Challenge: Copy out the part of the items that opens with the line containing "Where can the dry" and runs through the end, swapping "grass" for "turf" and keeping everything else the same.

Exercise data:
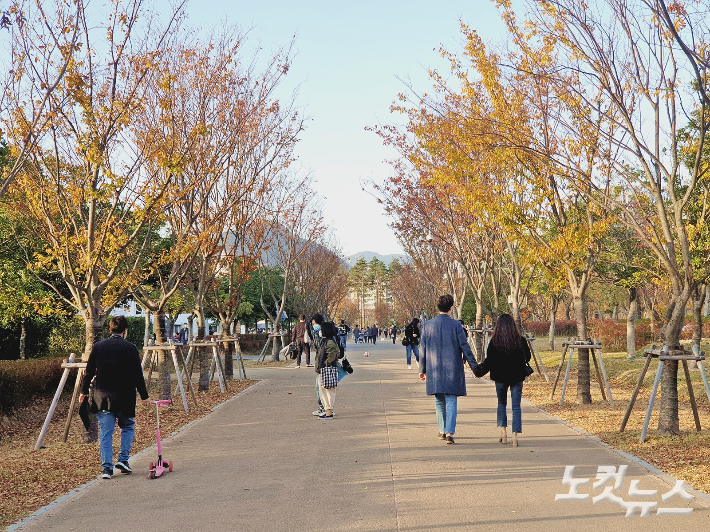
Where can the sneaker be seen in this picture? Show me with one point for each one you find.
(123, 467)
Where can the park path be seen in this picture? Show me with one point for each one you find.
(262, 462)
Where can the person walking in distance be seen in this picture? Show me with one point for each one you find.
(116, 364)
(343, 331)
(411, 341)
(441, 365)
(298, 338)
(506, 358)
(327, 368)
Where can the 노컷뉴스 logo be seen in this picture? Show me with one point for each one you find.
(608, 474)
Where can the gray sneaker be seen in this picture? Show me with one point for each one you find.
(123, 467)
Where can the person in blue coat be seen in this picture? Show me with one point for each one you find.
(441, 365)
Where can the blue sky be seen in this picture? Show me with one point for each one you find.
(349, 56)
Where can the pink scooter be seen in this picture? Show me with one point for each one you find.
(159, 467)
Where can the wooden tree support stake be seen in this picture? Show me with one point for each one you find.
(662, 355)
(152, 351)
(537, 359)
(68, 365)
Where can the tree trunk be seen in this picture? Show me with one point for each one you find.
(584, 395)
(164, 358)
(228, 361)
(553, 324)
(479, 326)
(204, 355)
(631, 323)
(274, 344)
(698, 302)
(94, 328)
(146, 331)
(23, 339)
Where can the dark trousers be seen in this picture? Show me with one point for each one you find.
(303, 346)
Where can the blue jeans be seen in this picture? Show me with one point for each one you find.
(446, 412)
(516, 392)
(411, 347)
(107, 423)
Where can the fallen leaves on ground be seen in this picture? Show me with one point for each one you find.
(31, 479)
(683, 457)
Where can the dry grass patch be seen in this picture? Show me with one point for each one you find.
(30, 480)
(684, 457)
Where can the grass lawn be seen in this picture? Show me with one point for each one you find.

Task result:
Where can the dry turf patch be seen in this picture? Show me with one point for each one you find.
(30, 480)
(684, 457)
Where can the turf lawn be seen in this picture? Show me with one point for each one you find.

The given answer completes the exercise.